→ **PASSAGE SHOWN**
===

For the mid-semester appointments, fewer students will typically sign up. It is a range of those that do take advantage of the meeting – it is student doing well and those that are struggling. But these mid-semester appointments are valuable for helping students connect with resources they need to continue on in the course – or, in some cases, get students the information they need to connect with their academic adviser.
I find that 20 minutes would be an ideal length of time to connect, as I end up speaking through all of my “required” material for most of the time, leaving little opportunity to chat with students or for a more detailed Q&A before the next student arrives. There are a few appointments that I have conducted with two students at the same time (if one student arrives late, for example). These have also gone very well, and the students get an opportunity to share advice/strategies for succeeding in an online course, etc. I may explore this model of two students for 20 minutes in my next online offering, especially if my enrollments continue to increase.
In the end, despite restricting my availability during the first week of classes to campus committee meetings or my availability to students that want to swing by and say hello after the semester break, taking the time to meet with the students in my asynchronous, online course could be the most important activity I engage in during my first week of the semester. Not only are they more connected to me, but I also feel connected to them, and I know I have done my best job in setting them up on a pathway to success to start their journey in my course.
How to set up the meetings
Note that although I used Zoom and the Canvas Calendar, instructors can use any video platform (Microsoft Teams, Google Meet, etc.) and any calendar for scheduling.
I alert the students in a pre-semester announcement I post in the Canvas course that we will be doing one-on-one appointments. When I published the course a few days before the semester begins, the following is a screenshot of the text I have on the first page in the first module.
I use the Canvas Calendar to set up 15-minute appointment slots. I have some slots available starting at 8AM, and there are some evenings I make myself available until 9PM. This is a snapshot of what my calendar looked like. The dark times are slots already taken by students, while the lighter times are open. Through the Canvas Calendar, students also have the opportunity to cancel and reschedule appointments during the week.
When a student clicks on an available time, the following text (shown to the left appears). I send each student the Zoom URL we will use through a Microsoft Outlook Calendar invite. I do this so students gain some more familiarity with Outlook (the official email software of my university). In addition, I set the calendar invite to send a reminder 15 minutes before our scheduled connection time, which has proven to be super-helpful to students!

===

→ **DIRECTION A**
Please shift every coordinate in the answers by -37 and give the records again, requests included, covering only the stretch from the line containing "of the glowing" through the line containing "[[445, 31], [380, 29], [400, 35], [113, 60], [481, 140]]".

→ **MATERIAL PROVIDED**
===

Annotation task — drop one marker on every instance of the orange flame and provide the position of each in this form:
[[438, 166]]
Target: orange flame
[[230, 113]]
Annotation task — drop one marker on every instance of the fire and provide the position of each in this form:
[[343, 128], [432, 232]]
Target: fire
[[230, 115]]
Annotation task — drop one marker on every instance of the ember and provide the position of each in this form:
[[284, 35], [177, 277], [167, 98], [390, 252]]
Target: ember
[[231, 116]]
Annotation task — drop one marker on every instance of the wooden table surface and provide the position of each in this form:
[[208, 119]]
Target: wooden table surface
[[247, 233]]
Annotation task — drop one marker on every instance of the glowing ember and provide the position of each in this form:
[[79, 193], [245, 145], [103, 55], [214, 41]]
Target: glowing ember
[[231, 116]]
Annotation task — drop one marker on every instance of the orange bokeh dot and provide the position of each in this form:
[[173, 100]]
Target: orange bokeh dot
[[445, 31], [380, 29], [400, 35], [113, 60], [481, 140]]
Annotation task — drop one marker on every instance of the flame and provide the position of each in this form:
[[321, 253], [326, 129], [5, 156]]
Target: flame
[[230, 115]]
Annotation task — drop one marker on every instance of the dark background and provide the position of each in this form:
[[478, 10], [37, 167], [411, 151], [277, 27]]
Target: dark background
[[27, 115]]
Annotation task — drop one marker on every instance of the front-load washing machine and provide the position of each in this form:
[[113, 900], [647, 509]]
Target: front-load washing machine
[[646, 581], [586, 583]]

===

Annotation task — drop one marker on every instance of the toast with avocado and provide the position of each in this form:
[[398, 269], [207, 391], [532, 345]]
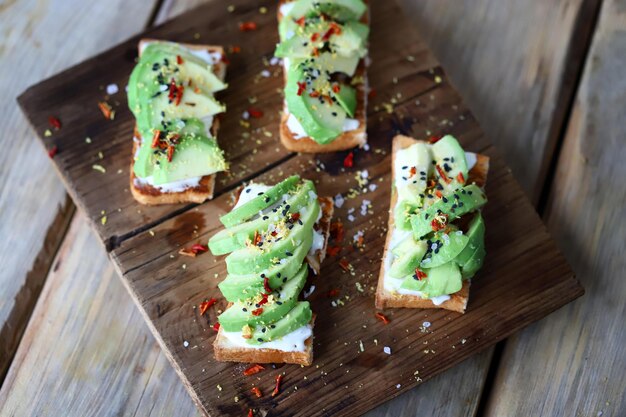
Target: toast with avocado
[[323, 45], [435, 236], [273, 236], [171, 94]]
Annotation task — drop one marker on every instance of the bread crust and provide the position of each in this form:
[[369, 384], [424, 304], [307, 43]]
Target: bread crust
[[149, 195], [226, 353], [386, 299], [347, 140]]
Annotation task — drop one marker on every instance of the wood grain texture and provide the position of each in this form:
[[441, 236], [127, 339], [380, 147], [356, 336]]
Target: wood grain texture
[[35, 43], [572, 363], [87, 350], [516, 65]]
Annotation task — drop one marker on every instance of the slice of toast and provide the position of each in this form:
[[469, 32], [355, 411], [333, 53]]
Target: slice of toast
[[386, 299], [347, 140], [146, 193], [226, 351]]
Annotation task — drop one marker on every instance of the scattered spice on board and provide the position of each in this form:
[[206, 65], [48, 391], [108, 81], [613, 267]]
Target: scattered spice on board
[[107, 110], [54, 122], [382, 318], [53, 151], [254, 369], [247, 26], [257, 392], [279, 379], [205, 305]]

===

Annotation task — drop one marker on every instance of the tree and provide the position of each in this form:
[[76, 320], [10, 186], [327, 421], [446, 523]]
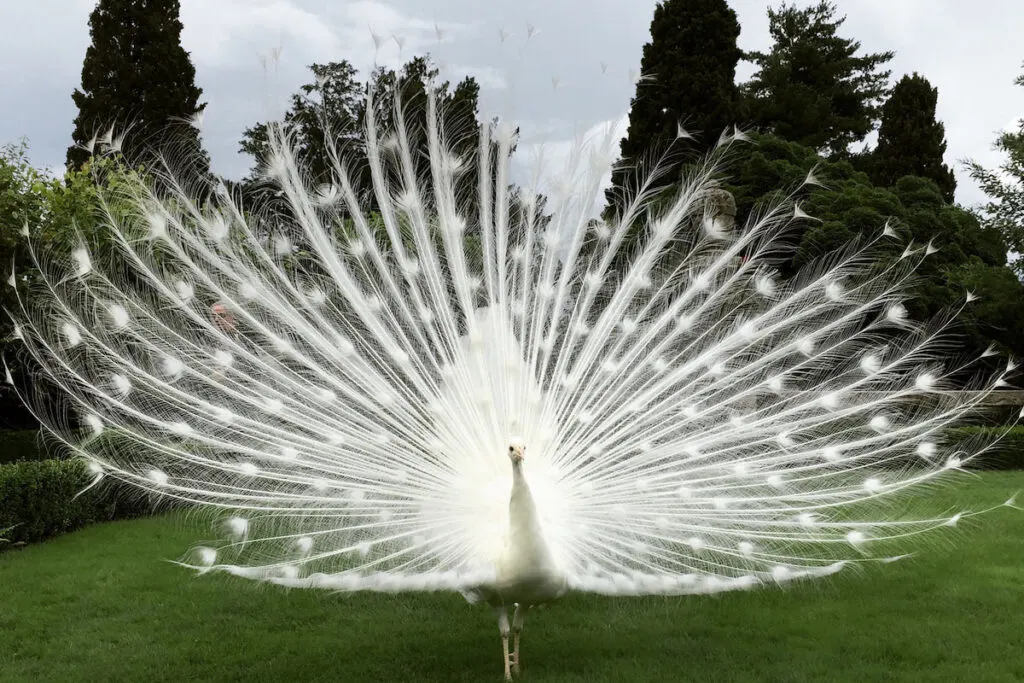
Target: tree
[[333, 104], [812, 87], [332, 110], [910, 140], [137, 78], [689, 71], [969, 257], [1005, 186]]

===

→ **DIRECTION B**
List every video platform named in the passage on one-on-one student meetings.

→ **SOLUTION A**
Annotation task — drop one marker on every instance of the glowing ember and provide the position of each in this form:
[[79, 193], [245, 145], [103, 55], [214, 41]]
Target: glowing ember
[[194, 79]]
Annotation task — drop one marker on every instance of the orange bokeh dot and provide the position of each in this form:
[[173, 100]]
Target: orange bokeh dot
[[408, -6], [343, -8], [363, -2], [76, 23], [444, 103]]

→ **SOLUTION B**
Zoom, Microsoft Teams, Google Meet